Problem → Take the lines from the one containing "Trace the outline of every instance of the blurred" through the one containing "M131 0L86 0L91" and convert them into a numbered list, omitting blank lines.
═══ Given entries ═══
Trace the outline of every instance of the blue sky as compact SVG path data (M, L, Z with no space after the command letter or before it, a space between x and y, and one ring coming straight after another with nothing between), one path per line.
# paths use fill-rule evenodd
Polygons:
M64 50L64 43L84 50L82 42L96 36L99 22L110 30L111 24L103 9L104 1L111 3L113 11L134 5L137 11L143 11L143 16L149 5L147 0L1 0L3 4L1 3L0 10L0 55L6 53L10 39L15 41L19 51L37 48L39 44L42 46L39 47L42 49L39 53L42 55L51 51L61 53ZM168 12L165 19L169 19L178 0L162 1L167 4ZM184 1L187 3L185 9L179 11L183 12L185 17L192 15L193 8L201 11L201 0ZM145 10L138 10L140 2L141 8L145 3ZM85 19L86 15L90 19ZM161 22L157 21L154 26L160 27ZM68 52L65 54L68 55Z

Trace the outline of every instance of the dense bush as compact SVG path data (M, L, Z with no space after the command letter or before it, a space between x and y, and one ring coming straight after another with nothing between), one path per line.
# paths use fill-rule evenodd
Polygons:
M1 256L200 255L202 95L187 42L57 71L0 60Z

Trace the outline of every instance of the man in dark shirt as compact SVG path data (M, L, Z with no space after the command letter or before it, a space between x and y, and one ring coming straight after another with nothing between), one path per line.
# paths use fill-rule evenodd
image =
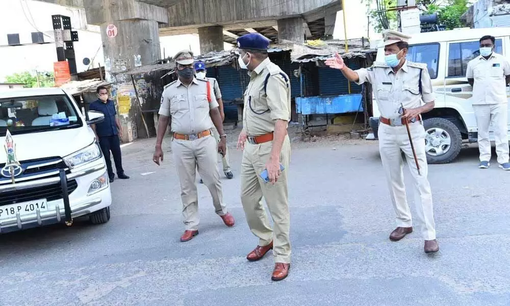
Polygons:
M113 101L108 99L108 90L106 87L99 86L96 90L99 99L90 104L89 109L91 111L100 112L105 114L105 120L101 122L92 124L91 127L96 137L99 139L99 144L101 150L106 160L106 166L108 169L108 176L110 182L113 182L115 174L112 168L112 161L110 158L110 151L113 155L113 161L115 163L117 176L119 178L125 180L129 176L124 174L122 169L122 153L120 151L120 137L122 136L122 130L120 126L119 118L117 117L117 111Z

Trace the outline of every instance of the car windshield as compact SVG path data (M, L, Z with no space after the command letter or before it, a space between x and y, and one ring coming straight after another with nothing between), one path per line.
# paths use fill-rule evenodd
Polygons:
M65 95L0 99L0 136L83 126Z

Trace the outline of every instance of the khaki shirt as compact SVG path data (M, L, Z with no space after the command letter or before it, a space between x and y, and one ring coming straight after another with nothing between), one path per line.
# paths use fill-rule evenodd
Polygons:
M213 90L214 91L214 95L216 96L216 99L221 98L221 92L220 91L220 86L218 85L218 81L214 78L206 78L206 80L211 83L213 86Z
M466 77L474 79L474 105L507 103L505 75L510 75L510 63L502 55L493 53L488 60L480 56L468 63Z
M195 134L213 127L209 111L218 105L212 90L211 102L208 101L208 84L204 80L193 78L187 87L178 80L165 87L159 114L171 116L172 132Z
M421 94L418 85L420 71ZM435 100L426 64L406 60L395 73L386 64L376 62L370 68L362 68L355 72L360 77L356 84L361 85L368 82L372 84L379 113L384 118L401 117L401 114L398 113L401 103L404 108L415 108L422 106L422 100L425 103Z
M287 81L280 73L284 73ZM268 74L266 92L264 83ZM274 132L275 120L290 121L291 93L289 77L269 58L248 72L250 83L244 92L244 129L248 136ZM267 93L266 93L267 92Z

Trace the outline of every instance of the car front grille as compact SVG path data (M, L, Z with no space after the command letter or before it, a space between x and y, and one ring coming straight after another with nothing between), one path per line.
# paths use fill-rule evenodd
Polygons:
M67 181L67 192L69 194L78 187L75 180ZM46 199L48 201L54 201L63 198L62 194L60 182L41 187L2 192L0 194L0 206L41 199Z

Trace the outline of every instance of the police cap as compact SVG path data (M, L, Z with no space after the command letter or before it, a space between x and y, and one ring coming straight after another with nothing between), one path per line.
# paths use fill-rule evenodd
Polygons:
M237 39L237 47L240 49L267 50L269 40L259 33L250 33Z
M193 52L189 50L177 52L175 56L173 57L173 59L176 63L181 65L190 65L195 61L193 58Z
M397 42L409 42L411 37L392 30L385 30L382 32L382 38L384 45L389 46Z
M206 64L203 63L203 62L195 63L195 71L198 71L201 70L206 70Z

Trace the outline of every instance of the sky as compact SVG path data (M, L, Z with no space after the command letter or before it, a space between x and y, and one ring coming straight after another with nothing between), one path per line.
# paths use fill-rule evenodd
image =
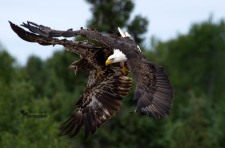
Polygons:
M185 34L193 23L213 16L213 21L225 19L224 0L135 0L131 18L137 14L149 20L146 42L151 36L166 41ZM10 28L15 24L32 21L58 30L74 30L86 26L91 18L90 5L85 0L3 0L0 5L0 43L20 65L30 55L49 58L62 46L41 46L20 39Z

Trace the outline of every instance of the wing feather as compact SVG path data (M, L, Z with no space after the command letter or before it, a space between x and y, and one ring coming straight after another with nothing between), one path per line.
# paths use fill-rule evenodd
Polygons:
M96 75L97 71L90 72L87 88L76 103L75 112L60 128L63 135L74 137L84 126L87 138L120 109L122 96L118 90L126 90L128 94L131 79L113 71L105 72L99 79Z
M154 63L144 61L140 66L143 71L132 69L137 81L134 95L134 100L137 100L136 112L158 119L166 117L171 111L173 102L173 88L167 75Z

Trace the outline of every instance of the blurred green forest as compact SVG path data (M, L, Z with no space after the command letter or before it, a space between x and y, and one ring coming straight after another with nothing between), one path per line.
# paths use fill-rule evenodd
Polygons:
M187 34L168 41L151 38L147 48L148 20L130 18L132 1L86 1L93 14L88 27L127 29L147 58L164 67L175 90L170 116L156 120L134 113L132 91L116 116L88 140L83 130L73 139L59 137L60 123L72 113L87 82L87 72L75 76L67 69L78 57L62 50L45 61L31 56L20 66L0 46L0 147L224 147L225 22L193 24ZM46 117L27 118L23 111Z

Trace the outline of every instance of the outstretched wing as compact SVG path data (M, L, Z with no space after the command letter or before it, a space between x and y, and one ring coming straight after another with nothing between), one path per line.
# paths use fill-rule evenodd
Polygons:
M173 104L173 88L163 68L146 60L136 62L130 63L139 66L132 69L137 82L134 94L136 112L158 119L167 116Z
M169 114L173 102L171 83L162 67L148 62L134 41L127 37L122 39L113 38L92 30L57 31L31 22L28 22L24 26L45 36L69 37L82 35L101 42L112 49L120 49L127 56L130 71L134 73L137 81L134 96L134 99L138 101L136 111L156 118L165 117Z
M129 77L111 70L99 79L96 79L96 75L96 71L90 72L88 86L76 103L73 114L61 125L62 135L74 137L84 126L87 138L115 115L122 105L122 96L128 95L131 87Z

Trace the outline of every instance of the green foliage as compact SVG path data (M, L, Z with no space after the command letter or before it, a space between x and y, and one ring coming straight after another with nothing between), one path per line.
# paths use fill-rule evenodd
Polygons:
M136 16L129 23L132 1L87 1L93 12L89 27L127 26L143 41L147 21ZM78 57L57 51L46 61L32 56L21 67L0 46L0 147L224 147L224 21L194 24L186 35L151 41L145 55L164 67L175 89L171 115L155 120L134 113L133 85L121 110L87 141L83 129L74 139L57 135L86 86L86 72L75 76L67 69ZM24 111L46 116L31 118Z
M131 0L86 0L91 4L92 18L88 21L89 28L97 28L99 31L117 32L117 27L127 27L137 44L144 40L143 34L147 31L148 20L141 15L134 16L130 20L130 14L134 8Z

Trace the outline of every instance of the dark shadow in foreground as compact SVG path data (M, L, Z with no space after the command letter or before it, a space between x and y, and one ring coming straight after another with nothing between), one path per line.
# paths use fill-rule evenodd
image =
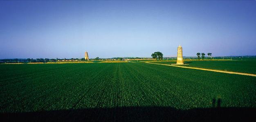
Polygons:
M197 108L160 107L93 108L1 113L3 121L254 121L255 108ZM4 120L3 121L3 120Z

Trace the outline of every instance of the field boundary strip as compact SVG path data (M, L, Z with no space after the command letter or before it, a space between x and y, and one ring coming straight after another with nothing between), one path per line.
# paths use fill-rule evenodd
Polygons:
M222 71L222 70L211 70L211 69L207 69L200 68L191 68L191 67L184 67L184 66L179 66L179 65L168 65L168 64L152 63L150 63L150 62L145 62L145 63L147 63L158 64L158 65L167 65L167 66L173 66L173 67L178 67L178 68L181 68L196 69L196 70L205 70L205 71L209 71L231 74L247 75L247 76L254 76L254 77L256 76L256 74L249 74L249 73L246 73L234 72L231 72L231 71Z

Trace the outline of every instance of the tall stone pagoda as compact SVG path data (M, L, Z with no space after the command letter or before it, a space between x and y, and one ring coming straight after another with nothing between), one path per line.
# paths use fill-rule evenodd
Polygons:
M183 65L183 57L182 56L182 47L180 45L178 47L177 52L177 65Z
M89 56L88 56L88 52L85 52L85 53L84 59L85 60L89 60Z

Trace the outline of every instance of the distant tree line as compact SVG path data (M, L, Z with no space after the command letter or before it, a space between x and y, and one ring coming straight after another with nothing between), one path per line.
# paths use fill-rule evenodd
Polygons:
M212 53L211 52L208 52L207 54L208 55L208 57L209 57L209 59L211 59L211 54ZM198 56L198 59L200 59L202 58L202 59L204 60L205 58L205 57L204 56L205 55L205 54L204 54L204 52L202 52L201 53L200 52L198 52L196 53L196 55ZM200 57L200 56L201 56L201 57Z
M156 52L151 54L152 58L156 61L157 60L157 59L159 60L159 61L162 60L163 55L163 54L160 52Z

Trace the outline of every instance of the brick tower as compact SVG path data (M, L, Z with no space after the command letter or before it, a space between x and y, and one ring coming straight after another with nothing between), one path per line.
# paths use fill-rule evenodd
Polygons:
M84 59L85 60L89 60L89 56L88 56L88 52L85 52L85 53Z
M182 56L182 47L180 45L178 47L178 51L177 52L177 62L176 64L182 65L183 63L183 57Z

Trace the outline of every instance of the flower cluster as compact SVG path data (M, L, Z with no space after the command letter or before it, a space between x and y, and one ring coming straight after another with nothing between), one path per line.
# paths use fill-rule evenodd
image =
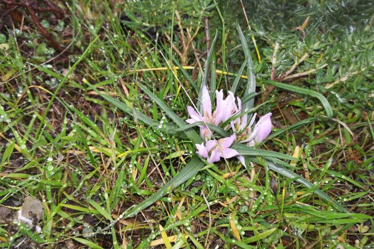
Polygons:
M250 146L261 142L271 132L271 113L269 113L261 117L257 123L253 125L257 114L253 115L248 124L249 115L247 113L248 110L242 110L240 99L236 97L235 100L234 94L230 91L225 99L223 99L223 90L221 90L219 92L216 91L215 93L216 104L215 110L213 112L212 112L210 97L206 86L203 88L201 96L203 116L201 116L192 107L187 107L190 119L186 120L186 122L188 124L204 123L203 124L198 125L200 135L204 142L203 142L201 144L195 144L197 154L206 158L209 163L219 161L221 157L230 158L236 156L245 165L244 157L239 155L236 150L229 147L235 141L246 143ZM235 100L237 101L237 105ZM218 140L211 139L213 134L206 124L219 125L233 116L237 118L231 121L224 127L226 130L231 128L233 134Z

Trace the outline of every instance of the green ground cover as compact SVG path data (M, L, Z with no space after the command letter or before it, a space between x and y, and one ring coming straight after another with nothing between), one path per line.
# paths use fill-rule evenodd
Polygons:
M31 2L0 0L0 246L374 246L372 1ZM203 85L272 113L246 168L196 155Z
═══
Task result →
1. Trace the outline of every instance of the blurred green forest as compact SVG path data (M, L, Z with no space after the command letter or before it, a space between x and y, and one ring coming straight after another with nothing between), one path per line.
2. # paths use fill-rule evenodd
3. Polygons:
4. M187 34L168 41L151 38L147 48L148 20L130 18L132 1L86 1L93 14L88 27L127 29L147 58L164 67L175 90L170 116L156 120L134 113L132 91L116 116L88 140L83 130L73 139L59 137L60 123L72 113L87 82L87 72L75 76L67 69L78 57L62 50L45 61L31 56L20 66L0 46L0 147L224 147L225 22L193 24ZM46 117L27 118L23 111Z
5. Trace the outline of every instance of the outstretched wing as compact SVG path data (M, L, Z with no space after the command letter or before it, a space between x and y, and one ring coming straight after another with nothing between), one path per line.
6. # paths use fill-rule evenodd
7. Polygons:
8. M173 104L173 88L163 68L146 60L136 62L130 63L139 66L132 69L137 82L134 94L136 112L158 119L167 116Z
9. M169 114L173 102L171 83L162 67L148 62L134 41L127 37L122 39L113 38L92 30L57 31L31 22L28 22L24 26L45 36L69 37L82 35L101 42L112 49L120 49L127 56L130 71L134 73L137 81L134 96L134 99L138 101L136 111L156 118L165 117Z
10. M129 77L111 70L99 79L96 79L96 75L96 71L90 72L88 86L76 103L73 114L61 125L62 135L74 137L84 126L87 138L115 115L122 105L122 96L128 95L131 87Z
11. Trace the outline of every instance of the green foliage as compact SVG path data (M, L, Z with no space after the command letter or before it, a space between x and y, and one ring coming straight after another with nothing between), one path per line.
12. # paths use fill-rule evenodd
13. Polygons:
14. M136 16L129 23L132 1L87 1L93 12L89 27L127 26L143 41L147 21ZM78 57L57 51L46 61L32 56L21 67L0 46L0 147L224 147L224 21L194 24L186 35L151 41L145 55L164 67L175 89L171 115L155 120L134 113L133 85L121 110L87 141L83 129L74 139L57 135L86 86L86 72L75 76L67 69ZM24 111L46 116L31 118Z
15. M131 0L86 0L91 4L92 18L88 21L89 28L97 28L99 31L117 32L117 27L127 27L137 44L144 40L143 34L147 31L148 20L141 15L134 16L130 20L130 14L134 8Z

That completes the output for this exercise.